31 de dezembro de 2006

Um amor sobrevivente

Publicado no Tribuna do Brasil de 15/7/2006

Caderno TBmulher, Coluna Psicoproseando...com Maraci


Volta e meia recebo no consultório mulheres que viveram ou estão vivendo relacionamentos amorosos problemáticos. Elas vêm para consultas individuais ou para participar do "Para Sobreviver a um Grande Amor", grupo de terapia por mim criado em 1995 especialmente para atendê-las. E mesmo as já separadas dos parceiros relatam que, em algum momento, ouviram dos seus algozes a famosa frase "Eu te amo".

Não consigo imaginar nada que possa prender mais alguém do que um "Amo você". São palavras que representam tudo ou quase tudo o que queremos ouvir de quem amamos, que geram uma atmosfera de fascinação. Se são ditas com sinceridade e responsabilidade, encantam e os resultados são maravilhosos. Mas, se são ditas de forma irresponsável ou mentirosa, podem enfeitiçar e trazer conseqüências desastrosas.

Há quem passe anos preso a um parceiro que diz "Eu amo você", embora ele se comporte de um jeito nada amoroso. Há quem desculpe os abusos porque acredita que, "no fundo, no fundo" é amado. Insistem em viver história de horror que juram ser de amor, enfeitiçados pelas palavras, cegos para o que se passa em suas vidas, verdadeiros reféns.

Mas somos muito mais do que isso, do que criaturas que podem ser hipnotizadas por palavras vazias, sem sentido. Podemos e devemos questionar tudo o que nos dizem, até mesmo quando estamos apaixonados, extasiados pela magia que a paixão proporciona. Temos a obrigação de parar e refletir quando um relacionamento, por mais que tenha o rótulo de amoroso, descamba para o sofrimento.

Será que aquele que diz "Amo você" realmente se comporta como alguém que ama? Suas atitudes são respeitosas e construtivas, que combinam com palavras de amor? Ou parece que lidamos com alguém que diz amar, mas que age como quem odeia? Será que o amor combina com agressão física ou verbal, com descaracterização do outro, com exploração, com desrespeito, com mentira, com traição, com distanciamento, com egoísmo, com descaso?
-------------------------
◆ **Instruções**:
1) Repita sem nenhuma alteração o trecho do texto sobre relacionamentos amorosos que vai de "Há quem passe" até "para o sofrimento.", inclusive.
2) Escreva a continuação do texto sobre relacionamentos amorosos a partir do ponto em que ele termina.
Os dados não serão usados.

◆ **Trecho dos dados**:
-------------------------
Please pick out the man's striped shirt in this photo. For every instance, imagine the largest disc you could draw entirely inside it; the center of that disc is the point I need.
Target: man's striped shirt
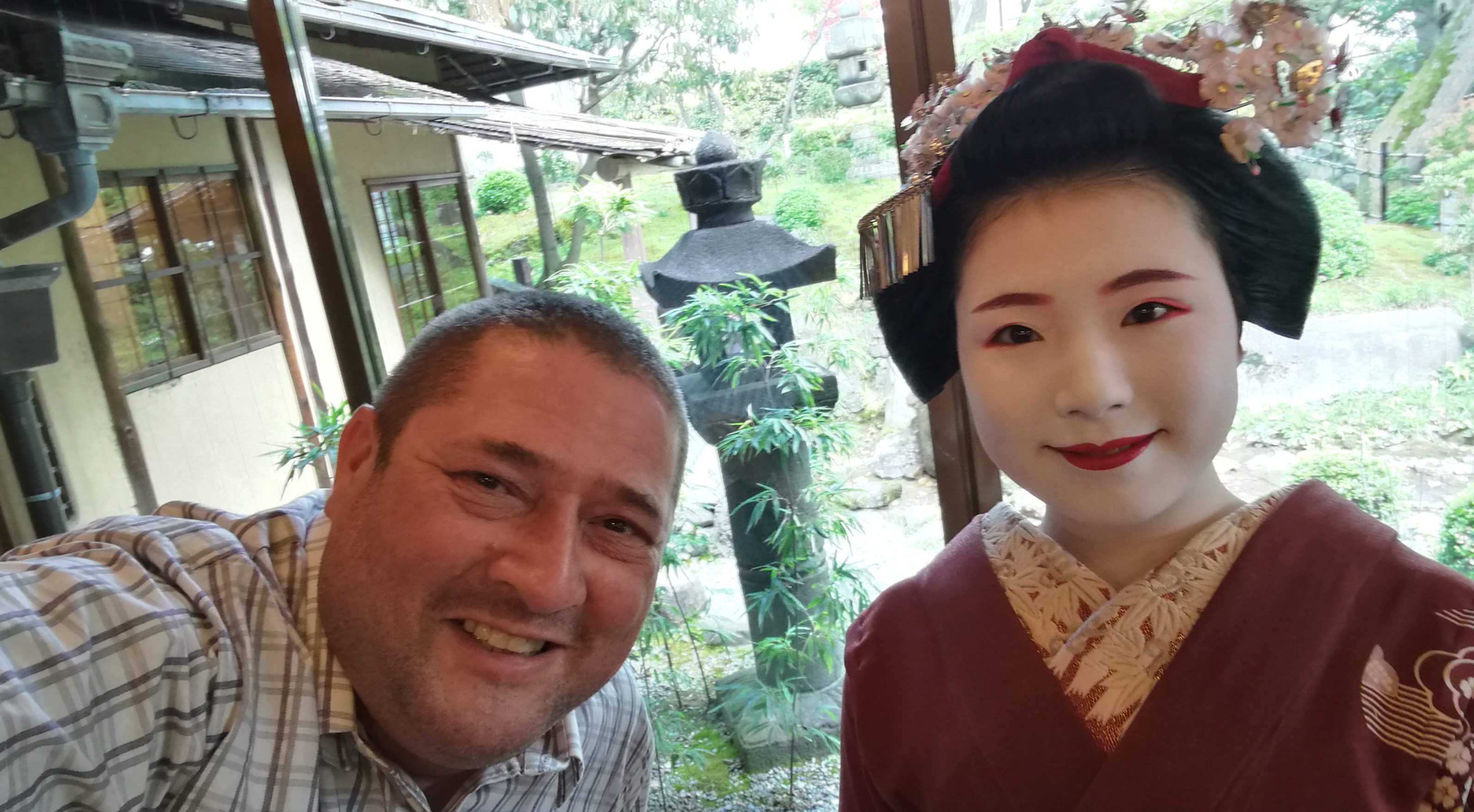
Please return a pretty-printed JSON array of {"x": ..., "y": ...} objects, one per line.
[{"x": 177, "y": 662}]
-------------------------
◆ **Respostas do exercício**:
1)
Há quem passe anos preso a um parceiro que diz "Eu amo você", embora ele se comporte de um jeito nada amoroso. Há quem desculpe os abusos porque acredita que, "no fundo, no fundo" é amado. Insistem em viver história de horror que juram ser de amor, enfeitiçados pelas palavras, cegos para o que se passa em suas vidas, verdadeiros reféns.

Mas somos muito mais do que isso, do que criaturas que podem ser hipnotizadas por palavras vazias, sem sentido. Podemos e devemos questionar tudo o que nos dizem, até mesmo quando estamos apaixonados, extasiados pela magia que a paixão proporciona. Temos a obrigação de parar e refletir quando um relacionamento, por mais que tenha o rótulo de amoroso, descamba para o sofrimento.

2)
Muitas vezes já ouvi, em consultório e fora dele, desculpas do tipo: "Ele me ama, só não sabe expressar", "Ele me ama, mas tem muitos traumas e problemas, por isso não é amoroso", "Ele até tenta ser amoroso, mas não consegue porque não recebeu amor na infância". Claro que muita gente tem problemas sérios que podem interferir nos relacionamentos, inclusive os amorosos. Muitas dessas pessoas precisariam de um bom psicólogo e, dependendo, até mesmo também de um bom psiquiatra. Mas a grande maioria, lamentavelmente, não se dispõe a isso, nem mesmo a uma simples conversa. Insistem no "Eu te amo" e dão o caso por encerrado, esperando que o outro acredite nisso e se dê por satisfeito.

Outro dia, conversando com uma jovem amiga, eu perguntei: "Vamos imaginar que você conseguisse ter a certeza de que ele a ama de verdade. O que realmente isso significaria? Os traumas dele seriam esquecidos ou superados, alterando assim suas atitudes? O relacionamento de vocês mudaria? A dor que você sente quando ele faz o que faz, desapareceria?" E, diante da cara de espanto dela, eu acrescentei: "Vamos imaginar que ele realmente ame você. Será que é esse tipo de amor, esse que ele tem a oferecer, que você quer para a sua vida? Um amor que rima com dor é o que você deseja?".

Podemos e devemos quebrar esse tipo de feitiço, avaliando se o que o outro nos dá é o que queremos receber. Se não for, precisamos deixar claro que não estamos felizes ou dispostos a viver com menos do que realmente desejamos. E se o outro não se dispuser a mudar sua oferta, devemos colocar um ponto final em algo que, na realidade, nada tem a ver com AMOR.